FUENTE —
○ ○ ○

El uso popular de continuo nos recuerda que una imagen vale más que mil palabras. No estoy tan de acuerdo con ello, porque habría que definir con precisión qué es una imagen. Sin embargo, el coloquialismo aludido nos viene de maravillas para referirnos a la traducción, la inspiración, el referente, la estética comparada, las analogías expresivas y otras vertientes emparentadas.
En 1960 Paul Celan le escribía a un amigo y, entre otras cosas, le comentaba que “por más que parezcan corresponderse entre sí, las lenguas son distintas, están separadas por abismos. (…) El poema, el poema traducido que aspire a existir de nuevo en la segunda lengua deberá mantener en todo momento la conciencia de su condición de otro, de su cualidad de distinto, de su situación de separado.” La cita se ajusta con exactitud a nuestros fines. Y viene a justificar lo que tiene de especial esta muestra de Moya, ser una apuesta por la diversidad de los lenguajes, un regalo para que otros creadores puedan mostrar sus dotes y donde finalmente el espectador -sea voyeur, auditeur o regardeur, como lo consideraba Duchamp-, se convierte en co-traductor de su obra. Claro que este afán ya ha pasado por varias manos. Primero la de los artistas que han visualizado, a su manera, la creación moyense (utilizo el gentilicio porque la creación de Rodrigo Moya se ha convertido en un auténtico estatuto dentro de la visualidad hispanoamericana de la segunda mitad del siglo veinte) y luego el público, quien viene a interpretar lo ya interpretado.

○ ○ ○

[Entradas de señalamiento de objetos etiquetados]
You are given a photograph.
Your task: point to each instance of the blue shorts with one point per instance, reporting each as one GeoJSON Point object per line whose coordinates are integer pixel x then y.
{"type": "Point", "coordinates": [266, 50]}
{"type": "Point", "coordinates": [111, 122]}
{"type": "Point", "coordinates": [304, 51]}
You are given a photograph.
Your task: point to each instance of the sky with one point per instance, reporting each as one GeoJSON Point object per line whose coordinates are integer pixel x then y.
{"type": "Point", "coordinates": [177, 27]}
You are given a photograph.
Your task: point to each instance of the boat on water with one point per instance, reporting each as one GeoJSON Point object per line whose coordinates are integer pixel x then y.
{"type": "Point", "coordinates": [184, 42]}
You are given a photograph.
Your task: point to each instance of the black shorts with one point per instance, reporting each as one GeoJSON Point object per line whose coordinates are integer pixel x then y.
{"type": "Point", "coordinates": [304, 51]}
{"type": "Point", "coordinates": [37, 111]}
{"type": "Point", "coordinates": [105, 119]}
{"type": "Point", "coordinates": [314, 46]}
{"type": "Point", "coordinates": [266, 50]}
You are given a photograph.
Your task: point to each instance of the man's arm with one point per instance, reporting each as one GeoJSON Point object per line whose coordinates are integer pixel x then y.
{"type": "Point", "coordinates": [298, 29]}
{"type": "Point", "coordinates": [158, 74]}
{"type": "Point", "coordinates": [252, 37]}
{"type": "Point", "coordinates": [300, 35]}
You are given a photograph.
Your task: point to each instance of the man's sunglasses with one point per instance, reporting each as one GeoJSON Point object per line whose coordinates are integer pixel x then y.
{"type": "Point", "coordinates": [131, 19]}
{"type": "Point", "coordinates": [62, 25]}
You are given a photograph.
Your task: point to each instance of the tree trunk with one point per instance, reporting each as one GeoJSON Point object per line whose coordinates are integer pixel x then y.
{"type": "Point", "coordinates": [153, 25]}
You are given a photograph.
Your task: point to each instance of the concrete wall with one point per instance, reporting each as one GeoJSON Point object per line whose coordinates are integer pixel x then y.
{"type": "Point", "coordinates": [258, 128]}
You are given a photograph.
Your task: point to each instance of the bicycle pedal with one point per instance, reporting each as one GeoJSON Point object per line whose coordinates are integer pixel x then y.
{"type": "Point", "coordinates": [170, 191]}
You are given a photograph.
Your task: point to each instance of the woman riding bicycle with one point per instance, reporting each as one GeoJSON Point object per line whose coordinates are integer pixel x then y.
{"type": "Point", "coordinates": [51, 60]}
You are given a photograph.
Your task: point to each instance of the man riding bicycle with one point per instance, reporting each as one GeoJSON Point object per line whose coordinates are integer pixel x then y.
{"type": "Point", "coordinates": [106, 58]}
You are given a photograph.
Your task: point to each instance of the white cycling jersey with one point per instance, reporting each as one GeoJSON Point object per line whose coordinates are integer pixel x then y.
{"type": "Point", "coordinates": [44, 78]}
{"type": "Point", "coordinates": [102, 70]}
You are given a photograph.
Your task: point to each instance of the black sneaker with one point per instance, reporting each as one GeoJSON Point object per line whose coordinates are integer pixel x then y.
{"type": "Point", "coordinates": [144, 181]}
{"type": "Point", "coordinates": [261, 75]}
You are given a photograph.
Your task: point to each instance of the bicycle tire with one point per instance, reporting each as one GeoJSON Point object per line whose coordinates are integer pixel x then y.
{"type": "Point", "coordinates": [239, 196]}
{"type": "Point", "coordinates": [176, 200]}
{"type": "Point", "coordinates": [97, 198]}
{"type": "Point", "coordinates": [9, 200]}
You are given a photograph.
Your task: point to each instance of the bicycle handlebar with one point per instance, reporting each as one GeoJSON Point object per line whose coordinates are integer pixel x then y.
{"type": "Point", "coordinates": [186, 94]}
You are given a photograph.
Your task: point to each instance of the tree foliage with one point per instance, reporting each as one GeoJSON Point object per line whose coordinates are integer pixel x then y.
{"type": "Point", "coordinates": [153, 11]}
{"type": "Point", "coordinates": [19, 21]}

○ ○ ○

TAREAS REQUERIDAS —
1. Según la fuente, ¿en qué año le escribió Paul Celan a un amigo?
2. Reproduce literalmente el fragmento de la fuente que va de "El uso popular" a "otras vertientes emparentadas.".

RESPUESTAS —
1. En 1960.

2.
El uso popular de continuo nos recuerda que una imagen vale más que mil palabras. No estoy tan de acuerdo con ello, porque habría que definir con precisión qué es una imagen. Sin embargo, el coloquialismo aludido nos viene de maravillas para referirnos a la traducción, la inspiración, el referente, la estética comparada, las analogías expresivas y otras vertientes emparentadas.